It’s time to get out of town! Remember that 80% of the population (80 million, almost as populous as Germany) lives outside the towns and cities. We had seen some rural life in the central highlands near Khe Sahn; but Hoi An is a coastal area.


We set off to explore, first by bike. The rice paddies are sectioned in units of 500 square meters, and a plot that size generates revenue of $300 per year. Many families have only this much. Most are subsistence farms, where there is a small surplus over the family’s needs that is sold for cash. Vegetables would also be raised on the family plot. In this area, with irrigation, they can get two crops of rice each year. It was the introduction of the water buffalo that allowed the heavy work of irrigation system construction and doubled the rice crop; so the water buffalo is revered as the foundation of civilization.


Since this area is so close to the restaurants of Hoi An, one village is specializing in organic herbs and vegetables. Two hundred families have 7 hectares (about 3acres) under this intense cultivation. We visited one woman, watched how she used seaweed as fertilizer, and helped her water her crops.


A bit later, after passing some shrimp ponds under their periodic muck-out, we had an opportunity to ride a water buffalo. I was surprised: these animals are smaller than our big dairy Holsteins, but more muscular. This cow was very sweet tempered, and she really took to that water!

▶ _Record list_:
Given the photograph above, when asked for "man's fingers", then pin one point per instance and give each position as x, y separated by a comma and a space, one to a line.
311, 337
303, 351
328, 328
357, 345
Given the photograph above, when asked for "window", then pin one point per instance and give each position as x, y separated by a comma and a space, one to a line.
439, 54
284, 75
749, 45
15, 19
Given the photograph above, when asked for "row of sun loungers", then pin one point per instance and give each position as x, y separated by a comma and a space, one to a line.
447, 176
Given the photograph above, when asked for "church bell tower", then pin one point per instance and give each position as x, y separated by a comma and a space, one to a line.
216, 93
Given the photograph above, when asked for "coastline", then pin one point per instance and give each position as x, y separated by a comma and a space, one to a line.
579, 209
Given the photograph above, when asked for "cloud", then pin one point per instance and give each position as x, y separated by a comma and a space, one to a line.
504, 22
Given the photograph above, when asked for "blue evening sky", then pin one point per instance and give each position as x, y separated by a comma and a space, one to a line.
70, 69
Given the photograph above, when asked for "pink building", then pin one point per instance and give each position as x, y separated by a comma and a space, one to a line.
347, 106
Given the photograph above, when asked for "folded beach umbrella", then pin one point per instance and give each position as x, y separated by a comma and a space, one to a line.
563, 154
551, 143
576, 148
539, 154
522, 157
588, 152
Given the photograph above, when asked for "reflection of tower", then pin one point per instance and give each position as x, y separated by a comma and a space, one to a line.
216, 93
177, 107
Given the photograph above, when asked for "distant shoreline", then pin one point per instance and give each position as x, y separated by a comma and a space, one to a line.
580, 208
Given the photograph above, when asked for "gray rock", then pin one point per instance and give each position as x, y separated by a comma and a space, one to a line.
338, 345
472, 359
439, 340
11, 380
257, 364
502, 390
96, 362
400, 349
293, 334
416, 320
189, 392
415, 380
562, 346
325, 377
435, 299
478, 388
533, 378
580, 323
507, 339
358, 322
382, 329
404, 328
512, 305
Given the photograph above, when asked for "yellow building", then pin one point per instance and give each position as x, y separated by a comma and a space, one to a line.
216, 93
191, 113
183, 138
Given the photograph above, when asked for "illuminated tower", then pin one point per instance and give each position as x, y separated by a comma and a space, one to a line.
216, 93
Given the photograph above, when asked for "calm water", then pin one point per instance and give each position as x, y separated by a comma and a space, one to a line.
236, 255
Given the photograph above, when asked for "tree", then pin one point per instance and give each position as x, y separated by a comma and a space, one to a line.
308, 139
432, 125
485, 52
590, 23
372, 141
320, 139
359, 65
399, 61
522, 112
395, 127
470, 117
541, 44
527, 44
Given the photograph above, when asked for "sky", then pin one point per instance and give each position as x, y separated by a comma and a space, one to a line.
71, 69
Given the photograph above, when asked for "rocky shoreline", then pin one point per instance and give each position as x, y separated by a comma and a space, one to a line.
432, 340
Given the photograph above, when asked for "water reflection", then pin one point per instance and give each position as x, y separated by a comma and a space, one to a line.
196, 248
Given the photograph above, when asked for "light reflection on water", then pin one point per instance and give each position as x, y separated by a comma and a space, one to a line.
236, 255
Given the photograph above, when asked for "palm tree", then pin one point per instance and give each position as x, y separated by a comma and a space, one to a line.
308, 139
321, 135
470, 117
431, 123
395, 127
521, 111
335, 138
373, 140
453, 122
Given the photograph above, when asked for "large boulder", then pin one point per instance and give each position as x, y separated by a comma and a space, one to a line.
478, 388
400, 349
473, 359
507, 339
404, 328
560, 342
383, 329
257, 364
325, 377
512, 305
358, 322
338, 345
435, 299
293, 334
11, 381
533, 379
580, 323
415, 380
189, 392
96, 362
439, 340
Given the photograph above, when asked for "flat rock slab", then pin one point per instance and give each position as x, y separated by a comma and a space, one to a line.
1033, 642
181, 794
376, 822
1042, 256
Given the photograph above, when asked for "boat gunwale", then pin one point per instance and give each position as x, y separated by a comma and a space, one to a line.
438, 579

▶ _Goal_:
Write out the account of the countryside around Hoi An word for word, everything from "Since this area" down to "water her crops.".

▶ _Task answer_:
Since this area is so close to the restaurants of Hoi An, one village is specializing in organic herbs and vegetables. Two hundred families have 7 hectares (about 3acres) under this intense cultivation. We visited one woman, watched how she used seaweed as fertilizer, and helped her water her crops.